[Start of section]
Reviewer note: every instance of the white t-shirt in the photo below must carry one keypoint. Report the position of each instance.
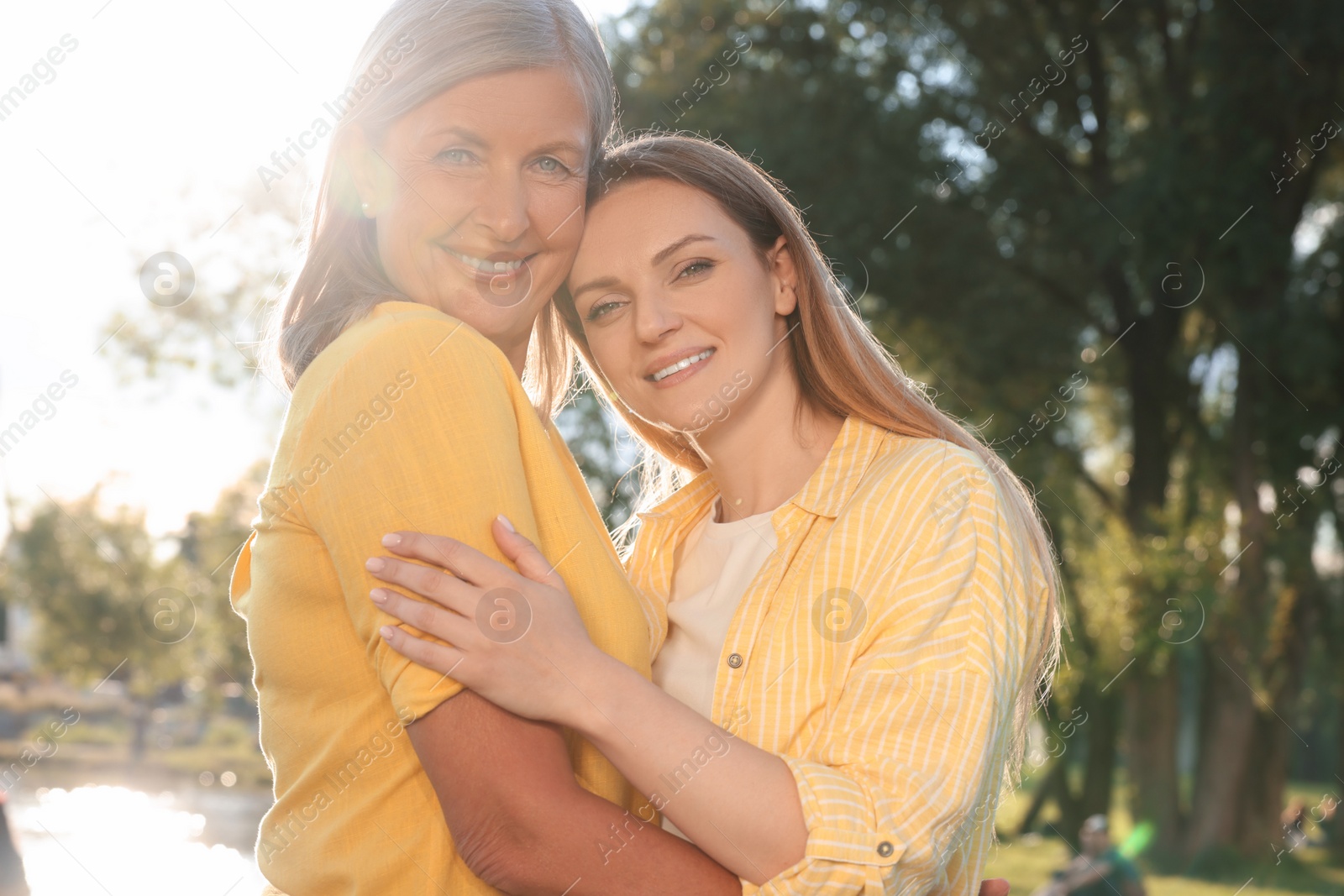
(712, 569)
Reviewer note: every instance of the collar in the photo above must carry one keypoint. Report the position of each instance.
(826, 492)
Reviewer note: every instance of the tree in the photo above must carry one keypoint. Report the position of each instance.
(1010, 186)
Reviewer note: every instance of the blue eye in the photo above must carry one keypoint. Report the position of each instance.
(598, 311)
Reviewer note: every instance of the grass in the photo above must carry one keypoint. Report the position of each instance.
(1027, 862)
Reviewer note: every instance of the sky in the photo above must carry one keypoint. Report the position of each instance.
(150, 127)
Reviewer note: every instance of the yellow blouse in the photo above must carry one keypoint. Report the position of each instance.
(879, 652)
(409, 421)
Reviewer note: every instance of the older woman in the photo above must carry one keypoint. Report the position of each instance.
(449, 212)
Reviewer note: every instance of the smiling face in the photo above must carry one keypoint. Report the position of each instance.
(477, 196)
(680, 311)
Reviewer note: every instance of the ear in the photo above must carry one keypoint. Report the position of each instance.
(785, 277)
(367, 170)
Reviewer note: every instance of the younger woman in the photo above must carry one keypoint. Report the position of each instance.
(857, 602)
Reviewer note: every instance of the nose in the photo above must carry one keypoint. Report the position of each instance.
(503, 206)
(655, 318)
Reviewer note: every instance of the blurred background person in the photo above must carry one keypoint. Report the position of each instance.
(1099, 869)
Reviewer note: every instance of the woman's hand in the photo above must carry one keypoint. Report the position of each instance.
(515, 640)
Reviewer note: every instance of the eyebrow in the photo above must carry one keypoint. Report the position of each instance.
(470, 136)
(606, 282)
(685, 241)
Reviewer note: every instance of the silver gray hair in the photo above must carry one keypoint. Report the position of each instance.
(418, 50)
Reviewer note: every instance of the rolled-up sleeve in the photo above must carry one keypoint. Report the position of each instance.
(906, 772)
(441, 457)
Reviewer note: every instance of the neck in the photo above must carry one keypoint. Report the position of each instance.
(768, 453)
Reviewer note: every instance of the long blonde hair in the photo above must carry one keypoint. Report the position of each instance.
(840, 365)
(433, 45)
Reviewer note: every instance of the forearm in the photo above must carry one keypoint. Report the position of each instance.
(736, 801)
(585, 846)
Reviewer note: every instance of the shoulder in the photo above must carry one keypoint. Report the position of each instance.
(407, 332)
(914, 479)
(402, 343)
(407, 358)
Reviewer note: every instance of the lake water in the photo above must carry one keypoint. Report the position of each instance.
(118, 841)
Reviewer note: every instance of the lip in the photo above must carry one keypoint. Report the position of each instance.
(680, 376)
(484, 275)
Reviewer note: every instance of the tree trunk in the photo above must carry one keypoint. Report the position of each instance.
(1152, 719)
(1227, 720)
(1263, 790)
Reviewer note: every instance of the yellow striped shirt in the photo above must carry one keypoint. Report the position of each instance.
(879, 652)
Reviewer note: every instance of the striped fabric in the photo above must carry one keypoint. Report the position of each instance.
(879, 652)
[End of section]
■ **YOUR INSTRUCTIONS**
Go to the line in the listing above that has "Reviewer note: every instance of the tree trunk" in it. Set down that line and each one after it, exactly.

■ **ANSWER FOR THIS EXERCISE**
Reviewer note: every instance of the tree trunk in the photo above must carry one keypoint. Report the position of each instance.
(1152, 719)
(1227, 720)
(1263, 790)
Reviewer note: every instance of the yellow striped shirt in the photo above must carry one keypoint. Report the position of each instance.
(879, 652)
Reviewer note: every instance of the striped fabric in the photo above must carry one keypoint. Report the position of each instance.
(879, 652)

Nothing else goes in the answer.